— Start of Excerpt to read —

Skip to content

HTTP AIO dispatcher stalls after initial startup batch (v0.8.2) #1029

@flossypurse

Description

@flossypurse

Summary

The Resonate server v0.8.2 HTTP AIO dispatcher processes __invoke tasks at startup, then stops dispatching new tasks created after startup — indefinitely. The server process stays alive with no errors logged.

Environment

  • Server version: v0.8.2
  • Store: SQLite (default)
  • Deployment: Linux systemd service on Ubuntu
  • Worker type: Serverless (Supabase Edge Functions via HTTP-push)

Steps to Reproduce

  1. Start the Resonate server with auth enabled:
    resonate serve --system-url https://your-server.io --api-auth-public-key /etc/resonate/public_key.pem
    
  2. Create a promise via POST /promises with a resonate:invoke tag pointing to an HTTP function URL (using beginRpc() from @resonatehq/sdk)

— End of Excerpt to read —

In the bug report above, what worker type is listed for the affected environment?

— Start of Entries provided —

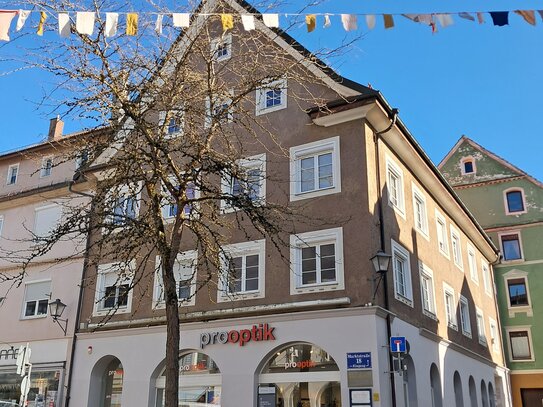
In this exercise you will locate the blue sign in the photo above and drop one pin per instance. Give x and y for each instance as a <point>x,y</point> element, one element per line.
<point>398,344</point>
<point>359,360</point>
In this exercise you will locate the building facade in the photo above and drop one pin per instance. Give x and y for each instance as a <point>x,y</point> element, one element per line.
<point>33,188</point>
<point>507,202</point>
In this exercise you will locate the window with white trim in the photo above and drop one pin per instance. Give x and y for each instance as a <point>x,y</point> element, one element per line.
<point>511,247</point>
<point>242,274</point>
<point>465,321</point>
<point>442,240</point>
<point>317,259</point>
<point>315,169</point>
<point>456,248</point>
<point>402,274</point>
<point>427,291</point>
<point>13,172</point>
<point>113,288</point>
<point>221,48</point>
<point>450,306</point>
<point>472,265</point>
<point>46,219</point>
<point>481,332</point>
<point>520,345</point>
<point>395,186</point>
<point>37,297</point>
<point>420,213</point>
<point>46,167</point>
<point>271,96</point>
<point>184,271</point>
<point>250,183</point>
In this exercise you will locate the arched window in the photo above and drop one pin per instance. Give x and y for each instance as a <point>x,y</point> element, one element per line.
<point>199,381</point>
<point>300,374</point>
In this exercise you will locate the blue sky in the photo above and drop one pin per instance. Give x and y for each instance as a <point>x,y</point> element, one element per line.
<point>479,80</point>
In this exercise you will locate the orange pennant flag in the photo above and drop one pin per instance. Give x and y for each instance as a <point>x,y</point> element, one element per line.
<point>528,15</point>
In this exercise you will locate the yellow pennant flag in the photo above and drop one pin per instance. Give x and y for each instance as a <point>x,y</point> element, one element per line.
<point>227,21</point>
<point>311,22</point>
<point>43,17</point>
<point>131,24</point>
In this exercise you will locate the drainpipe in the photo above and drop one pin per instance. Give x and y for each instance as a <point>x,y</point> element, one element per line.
<point>382,242</point>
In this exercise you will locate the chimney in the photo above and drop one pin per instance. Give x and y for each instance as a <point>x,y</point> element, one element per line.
<point>55,129</point>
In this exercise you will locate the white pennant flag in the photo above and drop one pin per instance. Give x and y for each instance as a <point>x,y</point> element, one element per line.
<point>84,22</point>
<point>23,15</point>
<point>158,24</point>
<point>370,21</point>
<point>181,19</point>
<point>64,25</point>
<point>248,21</point>
<point>112,20</point>
<point>271,20</point>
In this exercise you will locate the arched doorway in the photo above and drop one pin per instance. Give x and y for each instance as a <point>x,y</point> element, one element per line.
<point>301,375</point>
<point>458,393</point>
<point>199,381</point>
<point>106,386</point>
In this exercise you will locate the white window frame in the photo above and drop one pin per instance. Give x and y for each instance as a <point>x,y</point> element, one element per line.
<point>399,252</point>
<point>250,163</point>
<point>395,171</point>
<point>8,179</point>
<point>481,329</point>
<point>420,198</point>
<point>426,274</point>
<point>189,258</point>
<point>472,263</point>
<point>319,237</point>
<point>45,169</point>
<point>530,343</point>
<point>506,204</point>
<point>47,297</point>
<point>99,298</point>
<point>450,307</point>
<point>225,39</point>
<point>261,91</point>
<point>456,254</point>
<point>465,323</point>
<point>508,233</point>
<point>257,247</point>
<point>314,149</point>
<point>442,238</point>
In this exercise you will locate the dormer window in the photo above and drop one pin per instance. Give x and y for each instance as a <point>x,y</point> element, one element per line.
<point>468,166</point>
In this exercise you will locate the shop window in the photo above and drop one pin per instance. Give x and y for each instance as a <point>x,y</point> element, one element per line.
<point>199,379</point>
<point>301,375</point>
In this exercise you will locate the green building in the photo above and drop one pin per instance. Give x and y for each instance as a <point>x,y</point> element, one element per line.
<point>508,203</point>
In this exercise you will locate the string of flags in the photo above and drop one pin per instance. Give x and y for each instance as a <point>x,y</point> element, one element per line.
<point>85,20</point>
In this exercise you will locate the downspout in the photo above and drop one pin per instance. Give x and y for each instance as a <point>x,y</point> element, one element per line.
<point>382,243</point>
<point>80,299</point>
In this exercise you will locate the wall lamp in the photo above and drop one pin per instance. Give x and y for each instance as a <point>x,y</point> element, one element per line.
<point>56,308</point>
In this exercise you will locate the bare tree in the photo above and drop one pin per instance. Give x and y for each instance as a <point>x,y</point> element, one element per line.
<point>173,166</point>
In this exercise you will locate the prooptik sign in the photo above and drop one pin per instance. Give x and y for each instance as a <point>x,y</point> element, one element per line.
<point>260,332</point>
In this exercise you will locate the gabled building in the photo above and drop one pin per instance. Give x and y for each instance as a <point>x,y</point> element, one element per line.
<point>34,188</point>
<point>508,203</point>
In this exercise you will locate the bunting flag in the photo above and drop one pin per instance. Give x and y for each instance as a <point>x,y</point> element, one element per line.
<point>248,22</point>
<point>64,29</point>
<point>23,15</point>
<point>271,20</point>
<point>84,22</point>
<point>227,21</point>
<point>43,17</point>
<point>311,22</point>
<point>158,24</point>
<point>131,24</point>
<point>112,20</point>
<point>5,22</point>
<point>181,20</point>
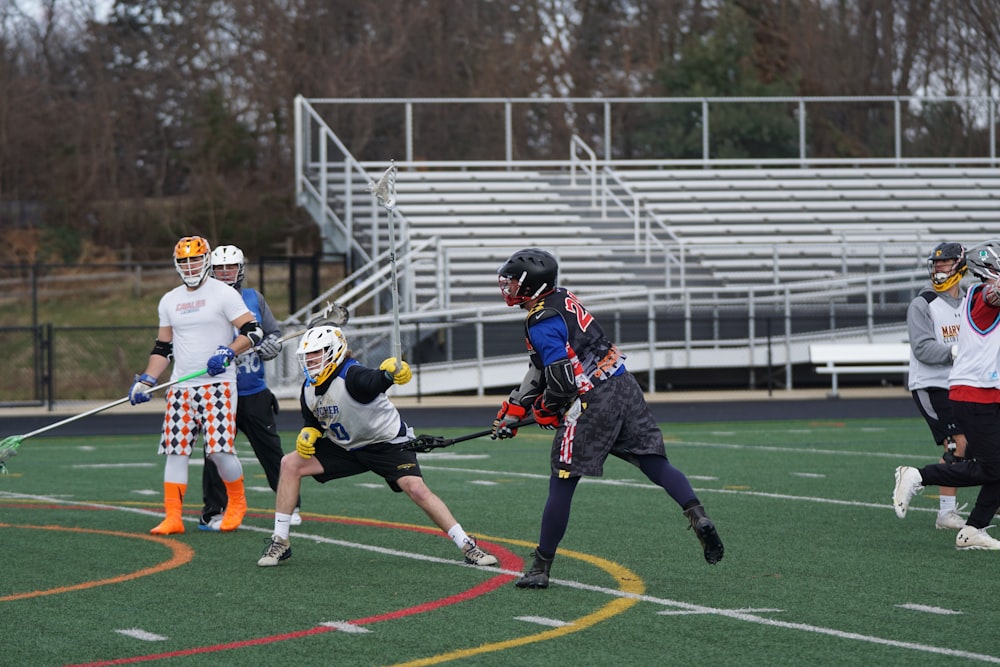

— End of Entries provided —

Reply to the exercise: Serverless: Supabase Edge Functions via HTTP-push.